**本文:**
★ ★ ★ ★
フィリピン セブ ソーシャルボランティア体験談
迪子 大学5年
1週間のセブ島でのボランティア活動で、一番衝撃だったのはゴミ山の訪問だ。
そこにいる子供達が、ボロボロのビーチサンダルでゴミの上を走り回っている様子はあまりにもショックを受けるものだった。
ゴミの中のガラスの破片や金属類などが子供達の足に刺さったら、そこから感染症やさらには破傷風などの重篤な病気にかかる恐れもある。
さらに、そのゴミの上にテントのようなものをつくり、そこで生活している人々にも衝撃だった。
ゴミを拾って生活する、いわゆるスカベンジャーは、その子供もスカベンジャーとして生きるしかない、という話を聞いたときはどうにかならないかと感じた。
だが、子供達はそのゴミを売って生活して生きてきたので、その他の仕事をする術もないという現実的な問題があることがわかった。
でも、そんな環境の中にいる子供たちが、とても可愛くて、明るくて、そして素直で、その優しさに私たちが助けられてしまった。
★ ★ ★ ★
**提供資料:**
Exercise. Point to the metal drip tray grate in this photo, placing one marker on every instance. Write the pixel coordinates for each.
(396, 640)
★ ★ ★ ★
**作業内容:**
1. 本文のうち、「フィリピン セブ ソーシャルボランティア体験談」で始まり「している人々にも衝撃だった。」で終わる部分をそのまま書き写すこと。
2. セブ島でのボランティア体験談で、一番衝撃だったと書かれているのは何か。
3. セブ島でのボランティア体験談を、最後の文の後から書き継ぐこと。

**解答一覧:**
1.
フィリピン セブ ソーシャルボランティア体験談
迪子 大学5年
1週間のセブ島でのボランティア活動で、一番衝撃だったのはゴミ山の訪問だ。
そこにいる子供達が、ボロボロのビーチサンダルでゴミの上を走り回っている様子はあまりにもショックを受けるものだった。
ゴミの中のガラスの破片や金属類などが子供達の足に刺さったら、そこから感染症やさらには破傷風などの重篤な病気にかかる恐れもある。
さらに、そのゴミの上にテントのようなものをつくり、そこで生活している人々にも衝撃だった。

2. ゴミ山の訪問。

3.
スラムの狭い道を歩くときは自分の手を引っ張って、危ない箇所を指してくれたり、食事配給ではご飯を受け取っていない子供がいることを教えにきてくれたり、子供達からは優しさと愛をたくさんもらった様な気がする。
スラムの家庭訪問では、軽い病気であれば近くのクリニックで無料でいくことはできるが、重い病気や検査、薬の処方などは自費で受けるとのことだった。
特に、スラムのような地域では、病気になる子供達もそう少なくないはずであるが、ワクチンや検診など、基本的な医療すらも十分に受けられていないということを、実際に行ってみて強く感じた。
少し薬治療では治らない病気に対し、私が将来何かできることがあるのではないかと感じる。
私は今、医学部の5年生であるが、再来年から薬剤師として働くにあって日本の医療だけでなく、海外の医療の問題にも目を向けられるようになりたいと感じた。
日本では、まだ解明されていない病気や医療法に目を向けられがちであるが、海外では基本的な医療ですら受けられていない人々がいること、そして医療だけでなく、そこから社会的問題も強く繋がっているということを感じることができた。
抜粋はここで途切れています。